Requirements: Reproduce the lines below with "air conditioning unit" swapped for "cooling unit" everywhere it occurs, leaving everything else unchanged.

Items:
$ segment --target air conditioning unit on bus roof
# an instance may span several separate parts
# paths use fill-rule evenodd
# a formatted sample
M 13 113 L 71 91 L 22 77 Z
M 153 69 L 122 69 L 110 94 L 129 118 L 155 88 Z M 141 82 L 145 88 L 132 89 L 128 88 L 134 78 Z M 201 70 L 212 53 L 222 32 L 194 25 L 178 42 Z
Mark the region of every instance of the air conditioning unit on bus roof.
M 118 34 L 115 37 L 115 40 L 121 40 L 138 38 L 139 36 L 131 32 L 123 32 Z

Reply:
$ segment --target cooling unit on bus roof
# an instance may span several separate parts
# paths use fill-rule evenodd
# a formatted sample
M 13 113 L 71 91 L 22 77 Z
M 153 69 L 122 69 L 110 94 L 129 118 L 155 88 Z M 141 82 L 145 88 L 132 89 L 128 88 L 134 78 Z M 201 70 L 212 53 L 222 32 L 194 25 L 178 42 Z
Mark the region of every instance of the cooling unit on bus roof.
M 118 34 L 115 37 L 115 40 L 121 40 L 138 38 L 139 36 L 131 32 L 123 32 Z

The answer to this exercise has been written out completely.